### AUFGABENSTELLUNG
Gib an, welchen BIP-Zuwachs für 2023 das im September vorgestellte Basisszenario laut dem Text zur EZB-Zinsentscheidung vorsah.

### VORLIEGENDER TEXT
Unsere Einschätzung:

Die erneute kräftige Anhebung der Leitzinssätze wurde durch die Wortwahl in der Pressemitteilung zur Zinsentscheidung entschärft. Hieß es im September explizit noch, die Leitzinsen sollten auf den nächsten EZB-Ratstreffen weiter angehoben werden, ist nun nur noch davon die Rede, die Zinsen weiter anzuheben. Zudem stellt die EZB fest, dass man bereits »erhebliche Fortschritte beim Zurückfahren des geldpolitischen Akkommodationsgrads« erzielt habe. EZB-Präsidentin Christine Lagarde verstärkte diesen Eindruck mit ihren Ausführungen. Sie sagte zwar, man habe noch einen gewissen Weg zu gehen und werde die Zinsen weiter anheben. Sie betonte allerdings auch, das Ausmaß der noch ausstehenden Normalisierung hänge im Wesentlichen von drei Faktoren ab. Erstens dem Inflationsausblick, zweitens den bereits umgesetzten Straffungsmaßnahmen und drittens der zeitlichen Verzögerung, mit der die Geldpolitik ihre Wirkung entfaltet. Alles in allem kehrt die Notenbank ihrer bisherigen Forward Guidance, eine Reihe kräftiger Zinsanhebungen in Aussicht zu stellen, damit den Rücken und geht zu einem datenabhängigen Vorgehen über.

Dabei sprechen alle drei aufgezählten Faktoren für eine Rücknahme des Tempos der Normalisierung. Der Inflationsausblick hängt stark von den Konjunkturperspektiven ab. Diese haben sich gemäß Lagarde spürbar eingetrübt. So sei das im September vorgestellte Basisszenario eines BIP-Zuwachses um 0,9% im Jahr 2023 bereits überholt. Die Nachfrage sinke infolge des massiven Kaufkraftentzugs, die Exporte litten unter der globalen Konjunkturabkühlung und die Frühindikatoren hätten sich stark eingetrübt. Wir gehen daher davon aus, dass die Währungshüter ihre Projektionen für 2023 im Dezember sowohl für das BIP als auch die Inflation nach unten anpassen.

Der zweite von Lagarde genannte Faktor kommt einer automatischen Bremse gleich, da die Notwendigkeit weiterer Zinsanhebungen mit jedem erfolgten Zinsschritt per Definition kleiner wird. Interessant ist auch der erstmalige Verweis auf die Wirkungsverzögerung geldpolitischer Entscheidungen. Diese liegt bei mehreren Quartalen. Die bisherigen Zinserhöhungen im Ausmaß von 200 Bp plus weitere etwaige Anhebungen sind nicht zuletzt wegen des raschen Tempos, mit dem sie erfolgten sowie der jahrelangen Null- und Negativzinsphase zuvor als substanziell zu bezeichnen. Ihre volle Wirkung werden sie jedoch erst im kommenden Jahr entfalten. Ein vorsichtigeres Vorgehen ist daher angebracht, um nicht zu überziehen und die Zinsen schon bald wieder senken zu müssen.

### BEREITGESTELLTE EINTRÄGE

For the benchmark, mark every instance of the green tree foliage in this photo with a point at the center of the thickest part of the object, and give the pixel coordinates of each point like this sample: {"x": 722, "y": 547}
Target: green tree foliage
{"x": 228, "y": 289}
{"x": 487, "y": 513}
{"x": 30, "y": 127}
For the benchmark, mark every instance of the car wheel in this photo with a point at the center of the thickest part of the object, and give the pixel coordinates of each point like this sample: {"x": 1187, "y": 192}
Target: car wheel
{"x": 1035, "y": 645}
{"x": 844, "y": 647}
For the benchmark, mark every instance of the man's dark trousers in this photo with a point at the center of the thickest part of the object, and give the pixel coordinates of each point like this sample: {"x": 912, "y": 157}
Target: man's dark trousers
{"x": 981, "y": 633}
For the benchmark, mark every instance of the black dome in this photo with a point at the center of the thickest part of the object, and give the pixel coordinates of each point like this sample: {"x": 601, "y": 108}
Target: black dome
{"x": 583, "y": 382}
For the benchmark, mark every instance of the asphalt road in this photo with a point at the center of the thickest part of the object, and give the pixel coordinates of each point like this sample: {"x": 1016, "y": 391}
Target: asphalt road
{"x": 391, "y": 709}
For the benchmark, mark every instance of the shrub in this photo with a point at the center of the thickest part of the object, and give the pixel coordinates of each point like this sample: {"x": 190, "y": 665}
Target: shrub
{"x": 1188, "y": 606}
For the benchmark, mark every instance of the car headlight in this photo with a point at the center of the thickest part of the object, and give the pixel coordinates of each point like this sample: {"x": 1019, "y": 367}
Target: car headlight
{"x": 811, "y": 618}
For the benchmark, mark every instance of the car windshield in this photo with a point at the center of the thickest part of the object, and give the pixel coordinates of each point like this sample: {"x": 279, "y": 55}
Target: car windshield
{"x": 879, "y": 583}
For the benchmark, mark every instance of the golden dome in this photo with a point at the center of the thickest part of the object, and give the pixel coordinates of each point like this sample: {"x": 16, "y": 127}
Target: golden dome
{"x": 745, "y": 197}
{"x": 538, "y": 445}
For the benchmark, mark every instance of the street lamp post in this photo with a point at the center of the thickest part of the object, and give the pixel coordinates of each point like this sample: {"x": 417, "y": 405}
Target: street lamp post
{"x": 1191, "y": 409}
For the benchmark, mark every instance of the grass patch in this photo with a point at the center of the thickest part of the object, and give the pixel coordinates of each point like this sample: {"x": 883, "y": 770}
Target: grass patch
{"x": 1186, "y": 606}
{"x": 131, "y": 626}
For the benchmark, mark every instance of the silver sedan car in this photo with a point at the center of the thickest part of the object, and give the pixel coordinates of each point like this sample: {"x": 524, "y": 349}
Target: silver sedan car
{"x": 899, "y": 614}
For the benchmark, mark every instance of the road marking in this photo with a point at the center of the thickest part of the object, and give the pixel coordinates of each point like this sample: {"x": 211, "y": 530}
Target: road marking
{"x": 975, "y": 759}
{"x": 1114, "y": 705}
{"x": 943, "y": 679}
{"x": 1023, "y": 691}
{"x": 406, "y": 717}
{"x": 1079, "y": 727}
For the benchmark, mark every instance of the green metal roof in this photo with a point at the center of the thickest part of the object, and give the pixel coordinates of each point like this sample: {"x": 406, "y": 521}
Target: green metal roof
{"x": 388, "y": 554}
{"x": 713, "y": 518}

### ANTWORT
Das Basisszenario sah einen BIP-Zuwachs um 0,9% vor.